• THE EXERCISE: Convert the listing, starting at the line containing "Every instance of the carved column gets" and ending at the line containing "161 131 L 161", into a Markdown table with the columns "No." and "Line". Give each line its own numbered row and skip any blank lines.

(Saved entries)
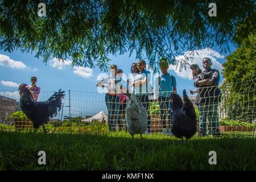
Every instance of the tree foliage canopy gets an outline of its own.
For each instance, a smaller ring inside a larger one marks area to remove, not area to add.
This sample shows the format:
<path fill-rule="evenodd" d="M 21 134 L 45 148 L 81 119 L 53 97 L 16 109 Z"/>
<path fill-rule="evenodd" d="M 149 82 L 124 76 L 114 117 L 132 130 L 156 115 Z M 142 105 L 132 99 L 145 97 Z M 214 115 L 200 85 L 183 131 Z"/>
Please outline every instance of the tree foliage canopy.
<path fill-rule="evenodd" d="M 0 1 L 0 48 L 104 71 L 110 54 L 135 52 L 155 71 L 162 57 L 175 64 L 184 51 L 214 46 L 228 51 L 236 24 L 255 9 L 253 0 L 52 0 L 44 1 L 46 16 L 40 17 L 41 1 Z M 208 15 L 212 2 L 216 17 Z M 250 30 L 244 29 L 246 35 Z"/>
<path fill-rule="evenodd" d="M 246 28 L 241 24 L 241 28 Z M 248 28 L 248 27 L 247 27 Z M 255 115 L 256 32 L 237 37 L 241 47 L 224 64 L 225 82 L 222 86 L 225 108 L 232 119 L 253 121 Z"/>

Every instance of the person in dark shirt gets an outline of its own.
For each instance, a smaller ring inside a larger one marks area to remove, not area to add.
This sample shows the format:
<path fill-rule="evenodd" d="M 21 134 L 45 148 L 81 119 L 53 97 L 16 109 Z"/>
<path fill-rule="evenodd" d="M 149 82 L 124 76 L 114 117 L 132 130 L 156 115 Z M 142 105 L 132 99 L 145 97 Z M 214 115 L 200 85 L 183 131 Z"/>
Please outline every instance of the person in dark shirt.
<path fill-rule="evenodd" d="M 207 119 L 208 121 L 208 134 L 220 136 L 218 129 L 218 104 L 220 101 L 221 92 L 218 88 L 220 72 L 212 69 L 212 61 L 209 57 L 204 58 L 204 70 L 199 75 L 194 86 L 199 89 L 199 136 L 207 134 Z"/>

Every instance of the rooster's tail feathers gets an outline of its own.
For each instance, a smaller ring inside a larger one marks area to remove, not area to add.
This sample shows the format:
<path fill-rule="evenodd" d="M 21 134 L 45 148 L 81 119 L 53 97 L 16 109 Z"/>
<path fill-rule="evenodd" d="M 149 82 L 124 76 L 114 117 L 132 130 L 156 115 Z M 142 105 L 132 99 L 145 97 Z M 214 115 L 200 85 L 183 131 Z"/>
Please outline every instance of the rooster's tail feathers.
<path fill-rule="evenodd" d="M 55 92 L 46 101 L 48 105 L 48 111 L 51 117 L 53 117 L 53 115 L 56 115 L 57 111 L 61 109 L 62 99 L 64 98 L 65 92 L 61 91 L 61 89 L 58 92 Z"/>

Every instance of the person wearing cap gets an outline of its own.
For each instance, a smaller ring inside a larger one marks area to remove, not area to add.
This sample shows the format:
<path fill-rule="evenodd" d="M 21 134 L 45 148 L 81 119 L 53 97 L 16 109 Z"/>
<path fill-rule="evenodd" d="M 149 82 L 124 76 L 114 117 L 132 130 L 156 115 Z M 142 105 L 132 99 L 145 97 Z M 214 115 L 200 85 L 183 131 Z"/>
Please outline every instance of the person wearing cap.
<path fill-rule="evenodd" d="M 190 66 L 190 69 L 192 71 L 193 80 L 196 80 L 197 76 L 199 76 L 202 72 L 202 70 L 200 69 L 200 68 L 199 68 L 199 66 L 197 64 L 191 64 L 191 65 Z M 195 91 L 194 90 L 189 90 L 189 93 L 192 95 L 193 95 L 195 93 L 197 93 L 197 94 L 196 95 L 196 105 L 197 106 L 199 105 L 199 104 L 198 104 L 198 90 L 199 90 L 198 89 Z"/>
<path fill-rule="evenodd" d="M 153 93 L 153 90 L 151 89 L 152 86 L 150 82 L 151 73 L 148 71 L 146 69 L 146 61 L 144 60 L 138 60 L 137 66 L 139 71 L 139 73 L 135 77 L 134 80 L 131 83 L 131 85 L 134 86 L 135 96 L 141 101 L 147 110 L 147 118 L 146 134 L 150 134 L 151 133 L 150 125 L 151 122 L 149 109 L 150 100 L 148 96 L 151 93 Z"/>
<path fill-rule="evenodd" d="M 161 59 L 159 64 L 162 73 L 156 77 L 155 80 L 156 100 L 158 101 L 159 104 L 163 134 L 172 135 L 171 121 L 172 102 L 170 100 L 170 97 L 172 92 L 176 92 L 176 78 L 168 72 L 169 64 L 166 58 Z M 167 128 L 167 117 L 170 129 Z"/>
<path fill-rule="evenodd" d="M 118 84 L 121 80 L 117 76 L 117 66 L 110 66 L 110 76 L 108 76 L 96 85 L 97 86 L 106 88 L 105 101 L 108 109 L 108 123 L 109 131 L 114 131 L 117 122 L 121 120 L 119 111 L 119 96 L 122 86 Z M 126 85 L 123 85 L 126 87 Z"/>
<path fill-rule="evenodd" d="M 218 129 L 218 104 L 221 97 L 221 92 L 218 88 L 220 72 L 212 69 L 212 60 L 209 57 L 203 60 L 204 70 L 194 81 L 194 86 L 199 88 L 199 136 L 212 134 L 220 136 Z M 207 128 L 208 121 L 208 131 Z"/>

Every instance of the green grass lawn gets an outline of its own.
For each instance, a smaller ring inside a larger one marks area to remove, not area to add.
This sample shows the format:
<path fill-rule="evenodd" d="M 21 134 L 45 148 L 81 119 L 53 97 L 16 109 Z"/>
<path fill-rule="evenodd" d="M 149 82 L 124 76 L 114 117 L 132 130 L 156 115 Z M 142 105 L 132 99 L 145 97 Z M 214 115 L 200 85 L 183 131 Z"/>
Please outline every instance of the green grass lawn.
<path fill-rule="evenodd" d="M 255 170 L 256 139 L 0 131 L 1 170 Z M 47 164 L 37 161 L 46 152 Z M 217 153 L 217 165 L 208 163 Z"/>

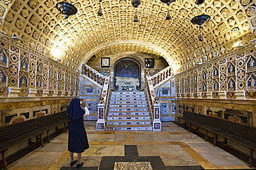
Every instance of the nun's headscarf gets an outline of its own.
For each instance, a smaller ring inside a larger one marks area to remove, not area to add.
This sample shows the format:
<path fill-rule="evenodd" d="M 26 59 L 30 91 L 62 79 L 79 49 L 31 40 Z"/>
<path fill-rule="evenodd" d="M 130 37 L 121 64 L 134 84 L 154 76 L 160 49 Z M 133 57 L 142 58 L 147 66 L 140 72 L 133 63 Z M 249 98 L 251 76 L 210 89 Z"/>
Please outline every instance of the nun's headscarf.
<path fill-rule="evenodd" d="M 84 111 L 80 106 L 80 100 L 77 98 L 72 100 L 66 113 L 70 120 L 78 120 L 82 117 Z"/>

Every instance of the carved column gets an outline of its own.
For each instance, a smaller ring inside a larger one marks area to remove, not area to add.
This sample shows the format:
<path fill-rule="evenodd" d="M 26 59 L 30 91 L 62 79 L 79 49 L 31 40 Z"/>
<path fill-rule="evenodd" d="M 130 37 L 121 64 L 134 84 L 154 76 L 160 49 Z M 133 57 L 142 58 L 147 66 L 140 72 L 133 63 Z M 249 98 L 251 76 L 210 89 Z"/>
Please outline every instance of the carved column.
<path fill-rule="evenodd" d="M 153 121 L 153 131 L 161 131 L 161 121 L 160 120 L 160 106 L 161 104 L 156 101 L 154 104 L 154 121 Z"/>

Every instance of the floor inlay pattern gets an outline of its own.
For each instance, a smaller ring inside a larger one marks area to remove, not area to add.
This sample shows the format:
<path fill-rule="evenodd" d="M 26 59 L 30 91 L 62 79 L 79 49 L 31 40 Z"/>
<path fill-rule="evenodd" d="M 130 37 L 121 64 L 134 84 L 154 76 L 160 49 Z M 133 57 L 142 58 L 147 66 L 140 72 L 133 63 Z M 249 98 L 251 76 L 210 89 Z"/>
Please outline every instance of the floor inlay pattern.
<path fill-rule="evenodd" d="M 90 148 L 80 170 L 244 169 L 247 164 L 172 122 L 162 131 L 97 131 L 84 122 Z M 8 170 L 68 170 L 68 133 L 64 133 L 8 167 Z M 76 154 L 75 154 L 76 158 Z"/>
<path fill-rule="evenodd" d="M 153 170 L 150 162 L 115 162 L 113 170 Z"/>

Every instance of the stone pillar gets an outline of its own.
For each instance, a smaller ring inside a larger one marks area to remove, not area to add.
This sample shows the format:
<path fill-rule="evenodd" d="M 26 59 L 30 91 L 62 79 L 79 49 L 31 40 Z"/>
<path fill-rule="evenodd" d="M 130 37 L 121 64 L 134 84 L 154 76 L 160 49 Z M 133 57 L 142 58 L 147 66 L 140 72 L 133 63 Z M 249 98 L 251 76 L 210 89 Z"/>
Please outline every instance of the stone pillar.
<path fill-rule="evenodd" d="M 105 104 L 100 103 L 98 104 L 98 121 L 97 121 L 97 131 L 105 130 Z"/>
<path fill-rule="evenodd" d="M 160 120 L 160 106 L 158 102 L 154 104 L 154 121 L 153 121 L 153 131 L 161 131 L 162 123 Z"/>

• ANSWER TO THIS TASK:
| No. | Line |
|---|---|
| 1 | Every instance of the carved column gets an outline of its own. |
| 2 | For each instance, a smaller ring inside a larger one marks area to remove, not area to add. |
| 3 | This sample shows the format: |
| 4 | <path fill-rule="evenodd" d="M 26 59 L 30 91 L 62 79 L 79 49 L 31 40 Z"/> |
| 5 | <path fill-rule="evenodd" d="M 130 37 L 121 64 L 134 84 L 154 76 L 160 49 Z M 133 57 L 142 58 L 147 66 L 140 72 L 133 63 Z M 249 98 L 251 76 L 210 89 Z"/> |
| 6 | Please outline every instance of the carved column. |
| 7 | <path fill-rule="evenodd" d="M 153 121 L 153 131 L 161 131 L 161 121 L 160 120 L 160 106 L 161 104 L 156 101 L 154 104 L 154 121 Z"/> |